Aim of the exercise> Collect every line in the entries below that holds the word "person", paying attention to case.

— BEGIN Stored data —

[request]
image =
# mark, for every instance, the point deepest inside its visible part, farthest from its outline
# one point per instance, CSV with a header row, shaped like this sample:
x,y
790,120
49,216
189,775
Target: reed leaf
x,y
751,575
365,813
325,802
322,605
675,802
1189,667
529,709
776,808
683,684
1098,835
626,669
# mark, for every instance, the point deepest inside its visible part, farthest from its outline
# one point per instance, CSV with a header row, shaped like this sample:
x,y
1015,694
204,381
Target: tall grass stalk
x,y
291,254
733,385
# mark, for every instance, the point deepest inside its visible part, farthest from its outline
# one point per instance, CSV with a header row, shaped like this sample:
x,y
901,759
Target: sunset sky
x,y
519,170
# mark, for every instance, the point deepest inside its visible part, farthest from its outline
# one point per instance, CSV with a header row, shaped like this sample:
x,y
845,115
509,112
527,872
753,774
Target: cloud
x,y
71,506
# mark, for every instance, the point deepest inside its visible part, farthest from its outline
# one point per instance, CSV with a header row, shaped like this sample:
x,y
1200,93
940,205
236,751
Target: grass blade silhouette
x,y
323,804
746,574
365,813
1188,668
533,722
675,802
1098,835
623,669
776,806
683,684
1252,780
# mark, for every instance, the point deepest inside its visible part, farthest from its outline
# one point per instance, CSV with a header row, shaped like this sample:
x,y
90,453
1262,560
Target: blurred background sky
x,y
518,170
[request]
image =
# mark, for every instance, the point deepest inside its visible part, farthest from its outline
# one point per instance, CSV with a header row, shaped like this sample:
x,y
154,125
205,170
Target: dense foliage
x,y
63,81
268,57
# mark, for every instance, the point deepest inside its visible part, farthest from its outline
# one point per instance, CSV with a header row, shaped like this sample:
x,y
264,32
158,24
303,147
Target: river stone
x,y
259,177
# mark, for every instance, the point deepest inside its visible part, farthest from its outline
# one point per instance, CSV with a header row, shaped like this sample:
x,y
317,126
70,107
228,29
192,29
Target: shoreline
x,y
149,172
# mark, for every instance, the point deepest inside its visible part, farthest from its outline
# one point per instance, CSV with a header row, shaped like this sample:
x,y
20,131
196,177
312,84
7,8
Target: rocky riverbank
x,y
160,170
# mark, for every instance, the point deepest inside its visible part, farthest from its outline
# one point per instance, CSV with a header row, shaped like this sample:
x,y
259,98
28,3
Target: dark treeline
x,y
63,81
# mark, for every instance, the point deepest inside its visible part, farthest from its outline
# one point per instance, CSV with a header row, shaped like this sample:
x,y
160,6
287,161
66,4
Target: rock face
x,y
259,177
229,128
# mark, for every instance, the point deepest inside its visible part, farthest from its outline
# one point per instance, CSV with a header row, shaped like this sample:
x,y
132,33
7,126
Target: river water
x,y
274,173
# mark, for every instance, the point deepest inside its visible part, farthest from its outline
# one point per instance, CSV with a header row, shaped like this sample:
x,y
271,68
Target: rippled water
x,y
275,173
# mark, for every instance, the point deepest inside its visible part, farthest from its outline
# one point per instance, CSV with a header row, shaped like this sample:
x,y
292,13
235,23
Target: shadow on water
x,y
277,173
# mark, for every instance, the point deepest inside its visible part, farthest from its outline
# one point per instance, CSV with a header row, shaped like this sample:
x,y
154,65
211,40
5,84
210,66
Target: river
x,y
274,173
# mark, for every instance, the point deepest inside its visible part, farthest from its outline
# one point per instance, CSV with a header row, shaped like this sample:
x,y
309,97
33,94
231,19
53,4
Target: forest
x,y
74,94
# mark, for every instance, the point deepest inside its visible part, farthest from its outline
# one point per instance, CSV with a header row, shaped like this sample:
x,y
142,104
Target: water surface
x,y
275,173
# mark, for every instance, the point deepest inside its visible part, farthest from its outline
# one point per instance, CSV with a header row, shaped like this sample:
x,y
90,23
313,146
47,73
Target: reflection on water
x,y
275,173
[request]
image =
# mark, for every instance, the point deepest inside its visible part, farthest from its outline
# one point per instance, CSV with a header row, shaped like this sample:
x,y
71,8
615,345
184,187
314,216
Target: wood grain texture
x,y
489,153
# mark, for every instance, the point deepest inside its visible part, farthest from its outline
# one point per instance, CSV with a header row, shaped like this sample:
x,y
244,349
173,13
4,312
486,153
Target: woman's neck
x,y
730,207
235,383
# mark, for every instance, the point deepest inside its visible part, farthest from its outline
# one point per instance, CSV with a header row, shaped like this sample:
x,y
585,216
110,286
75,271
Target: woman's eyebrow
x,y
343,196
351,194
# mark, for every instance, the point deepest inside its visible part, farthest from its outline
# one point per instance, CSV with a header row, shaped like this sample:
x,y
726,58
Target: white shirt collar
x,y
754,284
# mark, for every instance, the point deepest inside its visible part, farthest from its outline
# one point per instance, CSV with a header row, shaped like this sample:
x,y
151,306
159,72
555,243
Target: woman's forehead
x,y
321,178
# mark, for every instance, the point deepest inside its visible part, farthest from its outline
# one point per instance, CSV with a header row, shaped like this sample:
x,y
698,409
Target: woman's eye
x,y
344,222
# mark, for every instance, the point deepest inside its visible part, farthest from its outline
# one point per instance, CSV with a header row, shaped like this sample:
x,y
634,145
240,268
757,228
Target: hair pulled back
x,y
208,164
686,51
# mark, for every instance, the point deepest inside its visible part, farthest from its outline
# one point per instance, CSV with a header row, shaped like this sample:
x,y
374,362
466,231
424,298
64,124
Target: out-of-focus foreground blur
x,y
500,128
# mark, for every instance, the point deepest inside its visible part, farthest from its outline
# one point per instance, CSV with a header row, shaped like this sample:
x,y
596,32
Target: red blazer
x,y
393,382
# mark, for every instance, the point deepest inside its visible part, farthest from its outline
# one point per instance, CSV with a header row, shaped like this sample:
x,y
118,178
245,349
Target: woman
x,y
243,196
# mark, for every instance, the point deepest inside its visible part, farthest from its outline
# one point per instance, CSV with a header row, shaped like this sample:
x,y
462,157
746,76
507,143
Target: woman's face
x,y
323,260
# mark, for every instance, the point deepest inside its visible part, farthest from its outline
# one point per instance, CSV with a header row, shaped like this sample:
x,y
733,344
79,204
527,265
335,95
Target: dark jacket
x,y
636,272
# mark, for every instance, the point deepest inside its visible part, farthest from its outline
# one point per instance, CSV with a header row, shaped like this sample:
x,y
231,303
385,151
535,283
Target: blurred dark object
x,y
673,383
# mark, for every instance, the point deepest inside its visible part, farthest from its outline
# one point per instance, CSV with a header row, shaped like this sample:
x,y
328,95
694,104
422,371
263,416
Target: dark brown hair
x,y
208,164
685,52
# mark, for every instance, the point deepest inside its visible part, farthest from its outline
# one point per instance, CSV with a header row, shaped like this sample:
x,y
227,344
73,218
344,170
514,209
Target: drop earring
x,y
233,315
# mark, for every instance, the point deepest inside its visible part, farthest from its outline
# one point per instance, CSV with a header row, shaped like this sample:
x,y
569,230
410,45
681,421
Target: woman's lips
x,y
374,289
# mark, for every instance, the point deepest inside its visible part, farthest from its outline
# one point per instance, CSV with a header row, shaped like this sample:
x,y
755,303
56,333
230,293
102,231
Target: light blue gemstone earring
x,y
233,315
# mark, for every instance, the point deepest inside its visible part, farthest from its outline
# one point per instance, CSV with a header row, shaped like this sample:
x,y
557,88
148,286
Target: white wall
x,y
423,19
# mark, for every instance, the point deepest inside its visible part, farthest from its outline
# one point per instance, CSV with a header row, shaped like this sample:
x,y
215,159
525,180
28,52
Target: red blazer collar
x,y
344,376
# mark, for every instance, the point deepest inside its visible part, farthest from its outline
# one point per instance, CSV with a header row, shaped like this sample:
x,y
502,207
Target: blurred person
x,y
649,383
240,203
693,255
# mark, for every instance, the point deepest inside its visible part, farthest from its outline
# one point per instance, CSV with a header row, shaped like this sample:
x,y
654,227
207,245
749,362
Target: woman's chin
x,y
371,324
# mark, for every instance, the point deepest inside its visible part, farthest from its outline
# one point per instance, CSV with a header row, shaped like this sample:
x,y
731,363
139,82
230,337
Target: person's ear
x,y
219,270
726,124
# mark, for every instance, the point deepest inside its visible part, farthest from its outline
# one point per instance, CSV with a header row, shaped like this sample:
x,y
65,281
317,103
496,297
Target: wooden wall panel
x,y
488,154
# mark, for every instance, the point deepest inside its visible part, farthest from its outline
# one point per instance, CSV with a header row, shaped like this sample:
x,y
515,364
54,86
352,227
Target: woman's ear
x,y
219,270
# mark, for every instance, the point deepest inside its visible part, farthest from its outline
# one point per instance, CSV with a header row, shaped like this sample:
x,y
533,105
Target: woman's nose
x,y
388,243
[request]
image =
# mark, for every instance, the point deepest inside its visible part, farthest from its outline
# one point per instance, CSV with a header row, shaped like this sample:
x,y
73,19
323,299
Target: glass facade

— END Stored data —

Exercise response>
Target: blurred person
Target: person's ear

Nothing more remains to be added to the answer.